» TASK REQUIREMENTS:
• a. According to the page headed "Molecular nanotechnology and biochemistry," which three Fraunhofer institutes lead MIC-PreCell?
• b. Summarize the page headed "Molecular nanotechnology and biochemistry" in two sentences.

» READING PASSAGE:
'''

Molecular nanotechnology and biochemistry

Mobile Organ-on-Chip Analytics

Organ-on-chip technology enables the exploration of complex cellular processes in lab-on-chip systems with minimal cell material. It accelerates drug development, enhances safety and cost efficiency, and reduces the risk of failure due to species differences by utilizing human models. The combination of microfluidics, 3D cell culture, spheroids, and organoids creates in vivo-like conditions. However, this currently requires elaborate infrastructure (e.g., hypoxic environments), which complicates access to high-resolution, multiparametric analytics (microscopy, spectroscopy).

MOCHA aims to develop a compact, chip-based analysis unit that integrates optical and non-optical methods to enable comprehensive monitoring. Through intelligent fluidic design and appropriate material combinations, long-term cultivation of spheroids over weeks to months is intended. A microfluidic platform will be developed to ensure in vivo-like supply, controlled nutrient and gas delivery, efficient metabolite removal, interactions between spheroids, and targeted drug delivery. Spheroid layouts, fluidic routing and actuation modules, and sensor integration interfaces will be developed. Additionally, an operating device for thermal and fluid control with integrated sensors and real-time data retrieval via suitable interfaces will be created.

Duration
07/2024 – 06/2027

MIC-PreCell established a technology hub at the Fraunhofer Center Erfurt FZE for precise quality assurance and process control in the production of cell-based therapeutics (ATMPs). Under the leadership of the Fraunhofer Institutes IZI (Cell Therapies), IPMS (Microelectronics / MEMS), and IOF (Optics / Photonics), novel, automatable analytical methods are being developed and made transferable to GMP-compliant workflows. The goal is to reduce manufacturing costs, detect process risks at an early stage, and enhance product consistency for patient-specific and off-the-shelf therapies (e.g., CAR-T, CAR-NK, stem cells). This approach addresses key bottlenecks in current quality control: Many tests are currently performed sequentially, invasively, and are not inline-capable, meaning that errors often only become apparent at the end of costly processes. MIC-PreCell closes this gap with three complementary technology modules:

• Mechanomics: Real-time deformability cytometry (RT-DC) captures label-free biomechanical cell parameters as sensitive functional markers (activation, stress, differentiation) and enables stop / go decisions during expansion and transduction.
• Volatilomics: GC-IMS-based gas analytics quickly, robustly, and non-invasively detects volatile metabolites (VOCs) from cell cultures – for density / growth monitoring, stress and contamination detection, as well as the optimization of cultivation conditions.

'''

» LISTED ENTRIES:
'''

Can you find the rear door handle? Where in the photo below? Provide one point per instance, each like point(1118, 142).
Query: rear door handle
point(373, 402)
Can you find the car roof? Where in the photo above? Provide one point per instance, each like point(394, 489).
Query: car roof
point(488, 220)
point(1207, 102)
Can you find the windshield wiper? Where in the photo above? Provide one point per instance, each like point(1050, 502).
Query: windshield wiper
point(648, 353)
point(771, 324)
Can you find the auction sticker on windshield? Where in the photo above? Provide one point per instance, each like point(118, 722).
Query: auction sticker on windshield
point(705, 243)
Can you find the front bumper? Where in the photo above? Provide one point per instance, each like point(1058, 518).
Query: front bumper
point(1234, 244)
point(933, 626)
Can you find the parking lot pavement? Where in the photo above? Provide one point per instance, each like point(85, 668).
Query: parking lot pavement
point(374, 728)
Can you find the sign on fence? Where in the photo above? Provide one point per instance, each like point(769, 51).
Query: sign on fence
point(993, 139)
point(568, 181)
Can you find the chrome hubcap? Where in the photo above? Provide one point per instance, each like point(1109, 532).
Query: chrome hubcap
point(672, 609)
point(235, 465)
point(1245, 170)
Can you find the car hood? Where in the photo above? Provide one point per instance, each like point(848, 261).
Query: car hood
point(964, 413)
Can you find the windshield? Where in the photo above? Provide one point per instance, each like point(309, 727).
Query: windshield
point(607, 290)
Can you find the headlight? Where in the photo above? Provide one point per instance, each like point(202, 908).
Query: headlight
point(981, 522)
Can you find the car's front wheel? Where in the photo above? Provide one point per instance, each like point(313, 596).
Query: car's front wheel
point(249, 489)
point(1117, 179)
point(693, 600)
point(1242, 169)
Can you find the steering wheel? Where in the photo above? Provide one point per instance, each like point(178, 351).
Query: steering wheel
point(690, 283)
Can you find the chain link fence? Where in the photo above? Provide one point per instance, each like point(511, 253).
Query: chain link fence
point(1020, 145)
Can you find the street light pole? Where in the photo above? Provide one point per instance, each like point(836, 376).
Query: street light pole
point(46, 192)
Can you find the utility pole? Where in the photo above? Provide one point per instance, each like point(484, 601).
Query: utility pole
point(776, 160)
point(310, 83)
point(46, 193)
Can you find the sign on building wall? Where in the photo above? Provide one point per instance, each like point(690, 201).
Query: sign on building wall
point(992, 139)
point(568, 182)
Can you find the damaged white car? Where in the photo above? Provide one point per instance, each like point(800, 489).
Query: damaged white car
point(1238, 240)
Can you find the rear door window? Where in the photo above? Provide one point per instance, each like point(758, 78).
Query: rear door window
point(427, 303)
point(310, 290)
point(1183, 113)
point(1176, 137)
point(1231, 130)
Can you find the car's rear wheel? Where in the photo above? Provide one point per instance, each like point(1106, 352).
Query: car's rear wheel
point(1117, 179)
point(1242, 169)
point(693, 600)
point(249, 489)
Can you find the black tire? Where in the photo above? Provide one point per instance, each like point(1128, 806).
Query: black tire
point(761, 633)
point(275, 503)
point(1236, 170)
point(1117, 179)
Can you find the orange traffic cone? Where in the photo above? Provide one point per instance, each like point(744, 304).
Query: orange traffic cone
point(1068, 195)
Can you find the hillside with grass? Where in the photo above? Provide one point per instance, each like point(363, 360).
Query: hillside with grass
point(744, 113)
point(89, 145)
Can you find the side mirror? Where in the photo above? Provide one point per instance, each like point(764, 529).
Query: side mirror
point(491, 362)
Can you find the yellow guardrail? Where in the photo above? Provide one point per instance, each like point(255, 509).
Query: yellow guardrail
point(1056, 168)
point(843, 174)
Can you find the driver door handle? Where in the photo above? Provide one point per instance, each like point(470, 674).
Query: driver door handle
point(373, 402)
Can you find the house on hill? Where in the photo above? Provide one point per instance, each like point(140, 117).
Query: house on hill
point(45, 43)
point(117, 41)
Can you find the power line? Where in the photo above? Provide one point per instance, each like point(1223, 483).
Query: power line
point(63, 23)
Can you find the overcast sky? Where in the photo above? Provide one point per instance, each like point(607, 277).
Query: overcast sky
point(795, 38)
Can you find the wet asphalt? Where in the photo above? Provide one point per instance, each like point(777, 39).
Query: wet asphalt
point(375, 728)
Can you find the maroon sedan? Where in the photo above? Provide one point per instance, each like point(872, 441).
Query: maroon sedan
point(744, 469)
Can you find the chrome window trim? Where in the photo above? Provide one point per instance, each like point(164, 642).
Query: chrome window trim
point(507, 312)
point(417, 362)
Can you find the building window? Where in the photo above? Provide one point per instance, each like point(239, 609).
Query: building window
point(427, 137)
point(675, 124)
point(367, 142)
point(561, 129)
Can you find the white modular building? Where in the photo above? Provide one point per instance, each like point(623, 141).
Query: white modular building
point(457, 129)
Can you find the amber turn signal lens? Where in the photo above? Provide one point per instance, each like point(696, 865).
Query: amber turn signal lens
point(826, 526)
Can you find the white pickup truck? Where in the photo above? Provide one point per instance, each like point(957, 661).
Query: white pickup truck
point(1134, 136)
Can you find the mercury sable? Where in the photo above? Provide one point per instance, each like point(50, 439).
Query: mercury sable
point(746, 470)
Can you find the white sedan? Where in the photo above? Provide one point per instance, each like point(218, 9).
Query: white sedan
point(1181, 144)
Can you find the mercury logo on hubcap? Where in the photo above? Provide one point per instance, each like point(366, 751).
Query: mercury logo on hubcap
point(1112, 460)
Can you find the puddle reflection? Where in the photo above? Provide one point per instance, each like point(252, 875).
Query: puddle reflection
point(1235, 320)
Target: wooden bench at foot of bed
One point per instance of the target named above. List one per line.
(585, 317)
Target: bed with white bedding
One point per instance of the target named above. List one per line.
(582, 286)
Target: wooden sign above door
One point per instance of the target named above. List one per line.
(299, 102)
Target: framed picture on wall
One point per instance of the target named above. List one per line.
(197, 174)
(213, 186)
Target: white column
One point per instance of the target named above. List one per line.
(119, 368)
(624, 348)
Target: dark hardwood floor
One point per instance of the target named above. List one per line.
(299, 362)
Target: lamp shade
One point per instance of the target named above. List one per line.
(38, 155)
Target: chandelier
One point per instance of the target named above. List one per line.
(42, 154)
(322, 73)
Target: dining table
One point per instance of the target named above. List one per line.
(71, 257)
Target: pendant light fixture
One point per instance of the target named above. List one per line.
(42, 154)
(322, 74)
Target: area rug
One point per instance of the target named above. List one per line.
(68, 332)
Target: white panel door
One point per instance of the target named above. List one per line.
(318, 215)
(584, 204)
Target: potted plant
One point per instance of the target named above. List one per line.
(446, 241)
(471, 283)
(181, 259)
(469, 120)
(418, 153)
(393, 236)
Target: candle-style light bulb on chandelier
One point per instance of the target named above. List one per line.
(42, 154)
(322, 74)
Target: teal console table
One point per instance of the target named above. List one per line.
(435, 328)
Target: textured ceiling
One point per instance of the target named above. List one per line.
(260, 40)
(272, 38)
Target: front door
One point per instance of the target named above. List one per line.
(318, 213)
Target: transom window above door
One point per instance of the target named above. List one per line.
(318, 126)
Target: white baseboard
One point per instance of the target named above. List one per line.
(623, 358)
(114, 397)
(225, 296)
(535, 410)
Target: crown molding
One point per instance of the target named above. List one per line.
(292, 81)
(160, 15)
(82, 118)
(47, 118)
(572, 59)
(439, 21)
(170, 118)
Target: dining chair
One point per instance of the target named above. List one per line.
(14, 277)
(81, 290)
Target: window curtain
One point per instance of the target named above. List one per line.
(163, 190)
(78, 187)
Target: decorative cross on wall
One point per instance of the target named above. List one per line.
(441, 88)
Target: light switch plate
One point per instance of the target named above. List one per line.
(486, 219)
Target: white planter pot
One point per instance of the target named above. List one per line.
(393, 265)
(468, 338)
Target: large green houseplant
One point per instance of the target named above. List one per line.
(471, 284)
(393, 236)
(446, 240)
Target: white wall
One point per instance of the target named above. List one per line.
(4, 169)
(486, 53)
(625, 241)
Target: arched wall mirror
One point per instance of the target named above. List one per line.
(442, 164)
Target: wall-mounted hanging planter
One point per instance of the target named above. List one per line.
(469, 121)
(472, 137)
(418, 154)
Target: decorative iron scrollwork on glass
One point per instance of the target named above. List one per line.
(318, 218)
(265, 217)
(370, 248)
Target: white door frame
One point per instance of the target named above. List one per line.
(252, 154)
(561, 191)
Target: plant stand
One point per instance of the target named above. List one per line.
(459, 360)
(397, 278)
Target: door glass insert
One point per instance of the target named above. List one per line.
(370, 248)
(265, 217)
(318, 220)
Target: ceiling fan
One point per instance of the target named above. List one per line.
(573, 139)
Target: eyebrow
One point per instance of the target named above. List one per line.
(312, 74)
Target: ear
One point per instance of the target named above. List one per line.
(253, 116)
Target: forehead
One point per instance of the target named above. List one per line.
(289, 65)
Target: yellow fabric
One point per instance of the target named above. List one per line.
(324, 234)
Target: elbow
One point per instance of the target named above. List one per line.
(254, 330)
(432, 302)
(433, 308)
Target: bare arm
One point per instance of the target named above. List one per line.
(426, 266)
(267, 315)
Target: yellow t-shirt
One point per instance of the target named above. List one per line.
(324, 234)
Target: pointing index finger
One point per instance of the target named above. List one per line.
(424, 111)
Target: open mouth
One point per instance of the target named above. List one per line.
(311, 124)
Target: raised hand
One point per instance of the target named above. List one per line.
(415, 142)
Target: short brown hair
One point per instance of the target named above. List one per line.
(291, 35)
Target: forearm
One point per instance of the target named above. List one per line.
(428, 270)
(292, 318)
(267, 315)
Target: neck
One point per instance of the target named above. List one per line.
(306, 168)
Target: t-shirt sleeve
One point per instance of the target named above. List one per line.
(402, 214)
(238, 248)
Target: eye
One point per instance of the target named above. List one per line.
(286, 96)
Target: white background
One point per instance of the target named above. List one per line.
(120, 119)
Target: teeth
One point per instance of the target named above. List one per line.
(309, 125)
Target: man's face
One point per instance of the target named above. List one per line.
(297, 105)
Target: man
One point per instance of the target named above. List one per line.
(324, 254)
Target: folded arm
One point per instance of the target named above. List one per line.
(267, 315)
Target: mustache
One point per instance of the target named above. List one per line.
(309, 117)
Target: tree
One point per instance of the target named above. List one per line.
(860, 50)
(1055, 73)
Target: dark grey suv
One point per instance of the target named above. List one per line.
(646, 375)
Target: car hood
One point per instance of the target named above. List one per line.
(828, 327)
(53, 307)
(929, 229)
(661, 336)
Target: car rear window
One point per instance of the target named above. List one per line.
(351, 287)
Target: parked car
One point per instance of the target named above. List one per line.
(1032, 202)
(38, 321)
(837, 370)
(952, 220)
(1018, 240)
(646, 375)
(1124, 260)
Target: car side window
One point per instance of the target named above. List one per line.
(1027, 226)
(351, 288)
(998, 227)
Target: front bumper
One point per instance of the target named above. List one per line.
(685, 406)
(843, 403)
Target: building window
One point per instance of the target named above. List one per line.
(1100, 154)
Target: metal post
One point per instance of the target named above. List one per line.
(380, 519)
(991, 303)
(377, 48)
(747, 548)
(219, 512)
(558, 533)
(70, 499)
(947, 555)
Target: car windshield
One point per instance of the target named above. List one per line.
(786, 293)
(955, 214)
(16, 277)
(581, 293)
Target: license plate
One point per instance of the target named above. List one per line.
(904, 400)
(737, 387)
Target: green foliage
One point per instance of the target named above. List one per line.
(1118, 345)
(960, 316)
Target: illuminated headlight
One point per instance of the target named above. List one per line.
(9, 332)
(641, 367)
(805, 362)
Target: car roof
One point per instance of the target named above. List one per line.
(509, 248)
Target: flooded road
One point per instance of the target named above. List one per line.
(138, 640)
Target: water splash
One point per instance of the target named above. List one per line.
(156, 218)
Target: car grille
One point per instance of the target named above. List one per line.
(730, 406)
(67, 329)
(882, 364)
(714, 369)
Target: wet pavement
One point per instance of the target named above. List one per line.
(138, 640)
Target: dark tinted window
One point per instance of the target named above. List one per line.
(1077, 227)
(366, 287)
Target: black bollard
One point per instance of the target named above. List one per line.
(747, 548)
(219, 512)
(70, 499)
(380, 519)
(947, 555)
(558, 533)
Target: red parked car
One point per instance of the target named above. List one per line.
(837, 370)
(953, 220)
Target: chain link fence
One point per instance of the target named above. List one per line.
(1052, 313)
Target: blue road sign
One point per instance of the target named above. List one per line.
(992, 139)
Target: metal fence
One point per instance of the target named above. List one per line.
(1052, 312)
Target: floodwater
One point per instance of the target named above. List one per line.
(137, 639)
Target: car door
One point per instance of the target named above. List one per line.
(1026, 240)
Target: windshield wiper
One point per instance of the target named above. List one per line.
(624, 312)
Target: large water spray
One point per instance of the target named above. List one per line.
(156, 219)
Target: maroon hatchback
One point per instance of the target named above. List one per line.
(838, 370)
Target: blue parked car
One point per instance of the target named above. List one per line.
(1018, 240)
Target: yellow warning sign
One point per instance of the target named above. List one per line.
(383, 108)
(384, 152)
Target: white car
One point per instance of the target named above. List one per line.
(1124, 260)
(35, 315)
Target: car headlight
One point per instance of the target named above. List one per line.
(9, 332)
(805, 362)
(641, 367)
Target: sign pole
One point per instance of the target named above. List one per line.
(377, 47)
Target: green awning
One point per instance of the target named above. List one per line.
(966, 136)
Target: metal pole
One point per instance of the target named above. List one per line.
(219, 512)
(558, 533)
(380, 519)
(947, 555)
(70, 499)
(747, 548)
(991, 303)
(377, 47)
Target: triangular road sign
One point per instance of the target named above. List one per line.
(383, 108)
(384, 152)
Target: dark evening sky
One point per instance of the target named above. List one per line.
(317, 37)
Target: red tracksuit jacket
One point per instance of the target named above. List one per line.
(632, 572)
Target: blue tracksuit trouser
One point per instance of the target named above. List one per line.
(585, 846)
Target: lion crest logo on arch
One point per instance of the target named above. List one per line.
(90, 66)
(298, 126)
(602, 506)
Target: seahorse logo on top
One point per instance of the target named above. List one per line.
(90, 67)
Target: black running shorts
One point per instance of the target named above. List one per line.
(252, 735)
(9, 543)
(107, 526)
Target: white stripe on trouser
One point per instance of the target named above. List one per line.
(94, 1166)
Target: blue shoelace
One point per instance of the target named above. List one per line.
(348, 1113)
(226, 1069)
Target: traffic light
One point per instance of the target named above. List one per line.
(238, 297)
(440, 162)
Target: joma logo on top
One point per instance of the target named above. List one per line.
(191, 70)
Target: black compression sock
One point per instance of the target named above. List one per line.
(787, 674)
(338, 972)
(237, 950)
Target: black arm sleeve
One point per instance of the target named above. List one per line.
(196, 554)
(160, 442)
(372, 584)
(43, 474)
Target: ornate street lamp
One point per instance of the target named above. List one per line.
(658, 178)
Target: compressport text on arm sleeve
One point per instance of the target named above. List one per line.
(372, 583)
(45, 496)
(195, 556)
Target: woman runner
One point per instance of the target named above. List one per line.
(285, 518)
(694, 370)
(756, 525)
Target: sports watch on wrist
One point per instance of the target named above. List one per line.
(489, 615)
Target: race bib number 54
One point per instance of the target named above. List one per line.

'''

» ANSWERS PROVIDED:
• a. IZI (Cell Therapies), IPMS (Microelectronics / MEMS), and IOF (Optics / Photonics).

• b. MOCHA aims to develop a compact, chip-based analysis unit and microfluidic platform for organ-on-chip work that combines optical and non-optical monitoring and allows spheroids to be cultivated over weeks to months. MIC-PreCell set up a technology hub at the Fraunhofer Center Erfurt FZE that develops automatable analytical methods, including real-time deformability cytometry and GC-IMS gas analytics, for quality control in the production of cell-based therapeutics.